Natural-language object grounding data:
☆ ☆ ☆ ☆ ☆ ☆ ☆

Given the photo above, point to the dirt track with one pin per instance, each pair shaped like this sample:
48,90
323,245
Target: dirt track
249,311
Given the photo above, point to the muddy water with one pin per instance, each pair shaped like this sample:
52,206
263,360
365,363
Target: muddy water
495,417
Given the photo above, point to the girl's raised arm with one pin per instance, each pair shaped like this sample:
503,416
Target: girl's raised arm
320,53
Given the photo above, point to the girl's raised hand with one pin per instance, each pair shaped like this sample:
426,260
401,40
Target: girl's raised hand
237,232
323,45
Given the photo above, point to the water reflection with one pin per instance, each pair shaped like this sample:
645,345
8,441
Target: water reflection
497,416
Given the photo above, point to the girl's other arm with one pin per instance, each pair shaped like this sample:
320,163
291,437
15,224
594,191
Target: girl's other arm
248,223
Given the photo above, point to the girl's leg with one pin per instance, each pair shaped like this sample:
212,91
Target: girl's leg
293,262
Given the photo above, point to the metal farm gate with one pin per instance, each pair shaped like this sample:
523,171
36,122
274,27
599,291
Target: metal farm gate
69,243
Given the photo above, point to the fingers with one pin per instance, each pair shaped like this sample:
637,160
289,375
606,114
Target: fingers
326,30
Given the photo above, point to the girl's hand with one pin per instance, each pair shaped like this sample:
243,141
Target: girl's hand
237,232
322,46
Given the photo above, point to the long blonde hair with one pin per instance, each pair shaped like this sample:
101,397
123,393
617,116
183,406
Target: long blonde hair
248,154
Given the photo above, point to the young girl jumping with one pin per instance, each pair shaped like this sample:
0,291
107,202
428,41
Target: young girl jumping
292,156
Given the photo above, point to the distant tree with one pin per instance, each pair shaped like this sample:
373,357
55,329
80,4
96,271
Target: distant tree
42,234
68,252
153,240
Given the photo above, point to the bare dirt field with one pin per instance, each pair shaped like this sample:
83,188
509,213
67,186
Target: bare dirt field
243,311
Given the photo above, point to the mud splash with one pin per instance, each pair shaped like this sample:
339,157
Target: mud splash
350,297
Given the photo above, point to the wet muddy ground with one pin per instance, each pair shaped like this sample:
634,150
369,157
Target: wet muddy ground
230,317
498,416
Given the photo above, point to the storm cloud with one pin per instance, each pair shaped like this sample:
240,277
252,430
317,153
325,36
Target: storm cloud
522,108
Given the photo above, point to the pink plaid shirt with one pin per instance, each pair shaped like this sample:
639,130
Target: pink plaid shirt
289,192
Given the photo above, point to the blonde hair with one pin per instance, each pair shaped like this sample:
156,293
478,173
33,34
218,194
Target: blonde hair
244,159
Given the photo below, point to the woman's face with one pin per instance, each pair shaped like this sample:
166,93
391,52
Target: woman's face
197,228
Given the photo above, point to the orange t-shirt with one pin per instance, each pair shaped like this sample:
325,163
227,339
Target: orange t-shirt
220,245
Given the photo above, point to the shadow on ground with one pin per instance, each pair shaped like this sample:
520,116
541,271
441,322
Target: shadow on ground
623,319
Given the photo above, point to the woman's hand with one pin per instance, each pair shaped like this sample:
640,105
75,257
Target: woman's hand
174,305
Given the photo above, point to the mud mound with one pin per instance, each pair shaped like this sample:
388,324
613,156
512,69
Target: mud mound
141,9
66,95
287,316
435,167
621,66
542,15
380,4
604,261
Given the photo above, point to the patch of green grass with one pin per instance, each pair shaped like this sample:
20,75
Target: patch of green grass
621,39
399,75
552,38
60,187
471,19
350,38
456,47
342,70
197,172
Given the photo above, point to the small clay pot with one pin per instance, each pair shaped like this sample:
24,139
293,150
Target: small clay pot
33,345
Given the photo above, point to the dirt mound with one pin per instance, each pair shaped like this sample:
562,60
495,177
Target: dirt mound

☆ ☆ ☆ ☆ ☆ ☆ ☆

All of the entries above must be output word for word.

Given the photo above, point to the dirt track with one pin per instance, each pair shaped like this sample:
48,90
323,245
Target: dirt track
249,311
Given the photo above, point to the muddy water with one pin per instance, each pair shaped like this sample:
52,206
263,360
365,363
Target: muddy water
495,417
Given the photo above, point to the girl's raised arm with one pin per instance, each pair shaped like this sample:
503,416
Target: girl's raised arm
320,53
Given the photo above, point to the girl's raised hand with one pin per instance, each pair shaped like this sample:
426,260
401,40
Target: girl's raised hand
237,232
323,45
Given the photo above, point to the water reflection with one pin per instance, each pair shaped like this sample:
645,345
8,441
Target: water reflection
497,416
Given the photo above, point to the girl's other arm with one pin per instance, each pair shaped like this sample:
320,163
291,437
15,224
594,191
Target: girl's other arm
248,223
Given the photo above, point to the girl's leg with one pin per instance, each pair shaped like this sample:
212,91
Target: girl's leg
293,262
Given the photo above, point to the metal farm gate with one pin per instance, each pair shaped like this sample:
523,171
36,122
274,27
599,291
Target: metal farm gate
69,243
Given the photo above, point to the fingers with one pin per instance, each pair shaped like this sample:
637,160
289,375
606,114
Target: fingers
326,30
Given the photo above, point to the girl's hand with one pin per instance, each pair shaped like this sample:
243,141
Target: girl's hand
237,232
322,46
Given the photo above, point to the long blonde hair with one pin per instance, each pair shaped like this sample:
101,397
123,393
617,116
183,406
Target: long blonde hair
248,154
Given the photo above, point to the young girl jumping with one pin per instance, each pair shaped like this sample:
0,291
107,202
428,41
Target: young girl jumping
292,156
Given the photo above, point to the distant tree with one pin per instance, each pair shaped like this sample:
373,357
55,329
80,4
96,271
Target: distant tree
42,234
68,252
153,240
Given the photo above, point to the bare dirt field with one pin per instance, each pair shaped like this sample:
83,188
509,213
67,186
Target: bare dirt field
243,311
Given the photo above, point to the mud splash with one pin per instance, each pair shaped like this sample:
339,157
Target: mud splash
350,297
Given the photo above, point to the wet muddy ground with one pin per instance, each pair shaped like this sample:
634,150
369,157
Target: wet muddy ground
230,317
498,416
Given the photo above, point to the storm cloud with one pin per instance, each pair shaped like this sample:
240,277
252,430
317,153
325,36
Target: storm cloud
522,108
Given the photo above, point to the pink plaid shirt with one pin per instance, each pair shaped like this sample:
639,130
Target: pink plaid shirt
289,192
Given the photo above, point to the blonde hair with one pin per instance, each pair shaped like this sample:
156,293
478,173
33,34
218,194
Target: blonde hair
244,159
Given the photo below, point to the woman's face with one pin per instance, each pair shaped like this sample:
166,93
391,52
Target: woman's face
197,228
Given the photo above, point to the orange t-shirt with one pin per instance, each pair shaped like this sample:
325,163
227,339
Target: orange t-shirt
220,245
Given the photo above, point to the shadow on ground with one pin per instance, each pair shaped like this sample:
520,116
541,271
441,322
Target: shadow on ground
623,319
Given the photo above, point to the woman's hand with one pin per instance, each pair shaped like this sample:
640,105
75,257
Target: woman's hand
174,305
Given the photo above, point to the mud mound with one pin per instance, each pair shaped like this sample:
388,324
613,156
512,69
Target: mud mound
141,9
66,95
287,316
435,167
621,66
542,15
380,4
604,261
Given the photo above, point to the patch of green grass with one pin per instance, each pair shaped like this sample:
20,75
Target: patch of green grass
621,39
399,75
552,38
60,187
471,19
350,38
456,47
342,70
197,172
Given the photo above, point to the small clay pot with one pin per instance, each pair shaped like this sample:
24,139
293,150
Target: small clay pot
33,345
Given the photo above, point to the dirt mound with one pin per instance, each pair shaped like this sample:
562,60
495,177
Target: dirt mound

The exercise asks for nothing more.